# Extract to read:
--------------------------------------------------

Image Source: @cfcunofficial (Chelsea Debs) London (CC BY-SA 2.0)
Twenty years ago Arsenal's vice chairman David Dein was flustered, even angry, and it was a rare sight to see from a man who was known at Arsenal as Mr Cool. A man who presided over bringing Arsene Wenger to the Premier League and literally changing the history of English football as a result. However Dein was dealing with a 20 year old Frenchman who had got the better of him and got under his skin. Nicolas Anelka handed in a transfer request even though he had signed a four-year contract with the club just a year beforehand.
Arsenal were no longer good enough for Anelka and he wanted to go straight to the top and join Real Madrid. Dein made some telling words that day:
"We will meet Anelka to discuss his future when he returns from holiday, but the club's view is that when a player is under contract he should not be able to move of his own volition. He cannot choose another club and expect us to acquiesce. If that happens you may as well hand agents and players the key to the door."
He then turned to a reporter and whispered off the record 'player power', and it was as simple as that - Anelka had decided he wasn't under any circumstances going to play for Arsenal again. Others had acted in that way before and many after Anelka, but it was a surprise that this would arise given Anelka's age and the fact that alongside Manchester United, Arsenal was the best team in the Premier League in that era.
Player power has been around for some time, but the truth is that the manager has usually had the final word and all was resolved behind closed doors. If a player in the past had a problem with the manager, he would play to the best of his abilities and leave usually by mutual consent at the end of the season, or in Anelka's case just force the move. Or if the problem wasn't about playing for the club but directly with the manager there seemed to be more professionalism about the matter. With full stories coming out in autobiographies decades later and not through Sky Sports News by tea time.

--------------------------------------------------

# Excerpted data:
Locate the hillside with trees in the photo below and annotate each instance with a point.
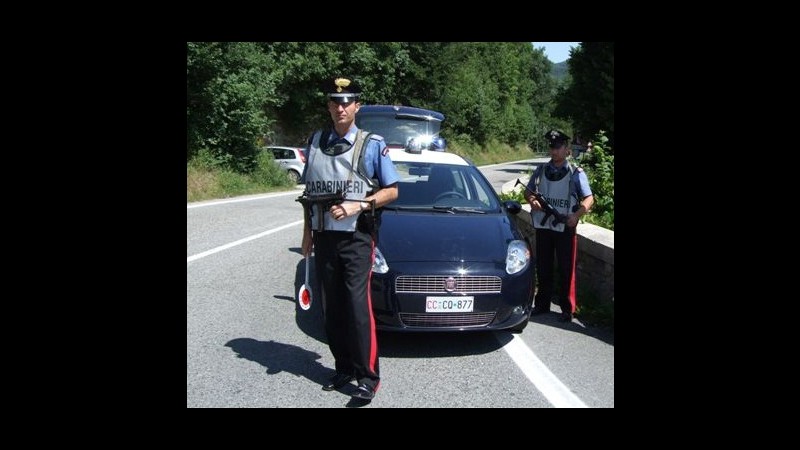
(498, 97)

--------------------------------------------------

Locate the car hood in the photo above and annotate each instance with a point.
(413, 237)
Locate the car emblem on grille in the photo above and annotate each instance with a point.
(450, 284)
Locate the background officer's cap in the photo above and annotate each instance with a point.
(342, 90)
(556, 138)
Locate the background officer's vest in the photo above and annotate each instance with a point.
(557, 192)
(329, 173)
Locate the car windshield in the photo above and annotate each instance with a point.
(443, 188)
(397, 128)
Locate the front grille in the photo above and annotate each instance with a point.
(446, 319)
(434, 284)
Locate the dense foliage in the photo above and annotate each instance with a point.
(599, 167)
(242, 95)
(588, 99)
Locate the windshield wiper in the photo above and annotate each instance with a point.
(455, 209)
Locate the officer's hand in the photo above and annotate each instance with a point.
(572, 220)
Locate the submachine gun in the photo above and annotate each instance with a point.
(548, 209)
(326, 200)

--------------------------------------------------

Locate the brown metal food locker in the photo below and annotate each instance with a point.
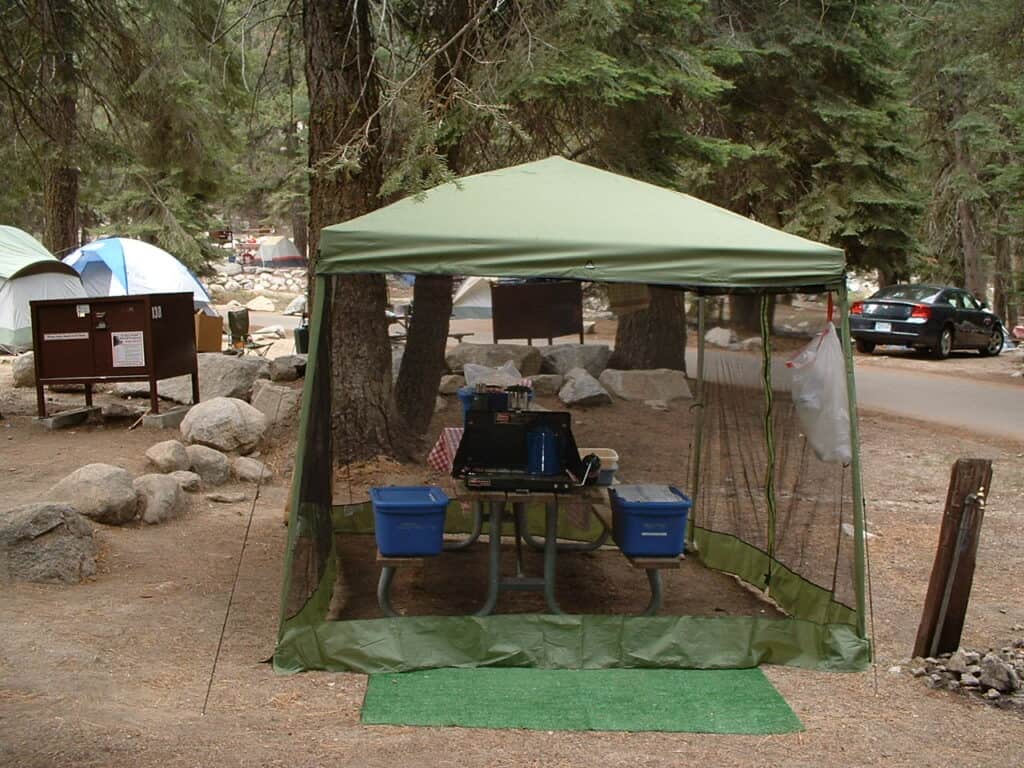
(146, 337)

--------------------------------------------------

# Task requirements:
(1) Answer these about the football article, one line each:
(a) By what nickname was David Dein known at Arsenal?
(b) Which club did Anelka want to join?
(c) Which team was, alongside Arsenal, the best in the Premier League in that era?
(2) Rewrite the football article between "Twenty years ago" and "a year beforehand.", inclusive, swapping "Mr Cool" for "Mr Calm".
(3) Please resume the football article from where it stops.

# Answers in order:
(1)
(a) Mr Cool
(b) Real Madrid
(c) Manchester United

(2)
Twenty years ago Arsenal's vice chairman David Dein was flustered, even angry, and it was a rare sight to see from a man who was known at Arsenal as Mr Calm. A man who presided over bringing Arsene Wenger to the Premier League and literally changing the history of English football as a result. However Dein was dealing with a 20 year old Frenchman who had got the better of him and got under his skin. Nicolas Anelka handed in a transfer request even though he had signed a four-year contract with the club just a year beforehand.

(3)
Image Source: Brian Minoff- London Pixels (CC BY-SA 4.0)
When we think of player power we may immediately think of Jose Mourinho who seems to have been a victim of player power not once but twice in his career, and both times this happened in the richest league in the world - The Premier League. Mourinho was sacked from Chelsea just six months after winning the league title in 2015. He presided over a team of champions who couldn't win games and languished embarrassingly in the bottom half of the league. Speculation was rife that Mourinho's run in with then club doctor Eva Carneiro who ran onto the pitch when Chelsea were playing Swansea to treat Eden Hazard, was the nail in the coffin for him as far as his players were concerned. It was the first week of the season and Mourinho had called the doctor naive for trying to help Hazard as Chelsea were down to 9 men.
In theory Carneiro's career at Chelsea ended that day, and once Mourinho demoted her, she put a claim in, won that claim and left the job. Mourinho now had the wrath of his players to contend with and it felt as if they stopped playing for him. Regardless of whether Mourinho was in the wrong, player power had taken hold.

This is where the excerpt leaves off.